# New to me odd size tanks setup recommendations



## Deeda (Oct 12, 2012)

I just purchased some used tanks with interesting footprints. I would like to set them up on one rack for ease in maintenance and to conserve floor space. I'm not really interested in building a wooden rack but am thinking of buying this one - http://www.globalindustrial.com/catalog/HSpg66.pdf in either a 72" or 96"wide x either 18" or 24" depth with an additional shelf or two. The tanks will be set up in my finished basement that is used as a living room (I have a walk-out basement).

There are seven 30G glass tanks that are 24 1/8"L x 18 1/4"W x 15 3/4"H. The tanks have 5mm thick glass, top & bottom black frames, hold water & have paper tags on the bottom that say Modern Aquariums. Five of the tanks are drilled near the top side with 7/8" diameter holes but can be plugged depending on filtration setup. The previous, previous owner used them on a central system.

There are two 33L glass tanks that are 48 1/4"L x 12 3/4"W x 12"H. They are also Modern Aquariums brand.

I am really excited about the 30G tanks because I like the additional depth that would allow me to do DIY backgrounds. The 33L tanks are short in height but have a nice footprint. I have been considering trying shell dwellers or smaller Africans as a change from the Mbuna. The number of tanks would allow me to try different species. There will also be some planted tanks using low light plants so I don't really need CO2.

I have well water with an average of pH=7.6, GH=220, KH=240, no chlorine or chloramine. My Mbuna & plants have been multiplying under these conditions for 5 years.

Filtration for the individual tanks is a concern. I'm used to Eheim canisters & Aqua-Clears for my larger tanks but think it would be more cost effective to use sponge filters & an air pump to accomplish this. I have also looked at Swiss-Tropicals.com, & may use his filtration setup. What would be an appropriate size air pump to supply these tanks?

Heating the individual tanks is also an issue, as I would have to buy multiple heaters. The average room temperature is 68F year round.

= ENTRIES SUPPLIED =
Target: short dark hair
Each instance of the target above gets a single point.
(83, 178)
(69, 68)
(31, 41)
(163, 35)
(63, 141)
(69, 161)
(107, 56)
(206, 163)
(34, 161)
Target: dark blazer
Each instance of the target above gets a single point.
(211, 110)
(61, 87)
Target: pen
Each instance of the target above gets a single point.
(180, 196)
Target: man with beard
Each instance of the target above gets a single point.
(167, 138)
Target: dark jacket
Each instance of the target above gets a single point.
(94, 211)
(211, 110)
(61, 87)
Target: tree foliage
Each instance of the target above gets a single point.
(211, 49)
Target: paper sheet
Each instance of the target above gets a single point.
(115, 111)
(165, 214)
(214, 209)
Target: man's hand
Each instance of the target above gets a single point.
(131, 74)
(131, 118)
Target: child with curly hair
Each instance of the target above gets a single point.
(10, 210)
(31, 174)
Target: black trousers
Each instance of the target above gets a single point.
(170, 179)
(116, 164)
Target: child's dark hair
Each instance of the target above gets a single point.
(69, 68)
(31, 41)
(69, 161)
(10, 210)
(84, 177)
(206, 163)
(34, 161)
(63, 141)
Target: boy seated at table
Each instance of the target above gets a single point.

= EXERCISE 1 =
Update the aquarium setup post from "Filtration for the" to "supply these tanks?", substituting "box filters" for "sponge filters".
= EXERCISE 2 =
According to the aquarium setup post, what is the average room temperature?
= EXERCISE 3 =
Proceed with the aquarium setup post from the point where it stops.
The entries come from a different source than the aquarium setup post.

= REPLY 1 =
Filtration for the individual tanks is a concern. I'm used to Eheim canisters & Aqua-Clears for my larger tanks but think it would be more cost effective to use box filters & an air pump to accomplish this. I have also looked at Swiss-Tropicals.com, & may use his filtration setup. What would be an appropriate size air pump to supply these tanks?

= REPLY 2 =
68F year round.

= REPLY 3 =
Does anyone have any advice or experience that you can offer me regarding setting these up? I know I probably won't set them all up but we all know that an empty tank is just a dust collector. This will be my fall/winter project and I'm really itching to get started.


----------



## Deeda (Oct 12, 2012)

No opinions, comments or suggestions? Well, I ordered the 72"W x 24"D x 72"H rack so I'm looking forward to its arrival in a few days.

How about any suggestions for filtering multiple tanks of this size efficiently & quietly since it will be in my living room?


----------



## Matt1986 (May 15, 2009)

Hi Deeda,

Very jealous of your upcoming setup! Am I right in guessing you're going to predominantly stock Tangs? Those tanks are a great size for a great number of species, it should look awesome when it's up and running.

I've no experience with stacking tanks, but as regards filtration, I think sponge filters can be quite effective, particularly if your tanks aren't overstocked. If I were you I'd be looking to buy a piston air pump - that should be enough to run all of your tanks from the one unit, and I've heard that they are some very good low-noise models available. Even if it did produce a little noise, you could always house the unit at a distance and run tubing to your living room.

Keep us updated on the progress :thumb:


----------



## Deeda (Oct 12, 2012)

Thanks for the comments. I haven't tried Tangs yet but they seem like interesting fish with personality.

I've been trying to find some good reviews on an air pump for multiple tanks with sponge filters but haven't been having any luck. Low noise & reasonable power consumption are very important though I can locate the pump in my laundry room remotely, as you suggest.


----------



## Deeda (Oct 12, 2012)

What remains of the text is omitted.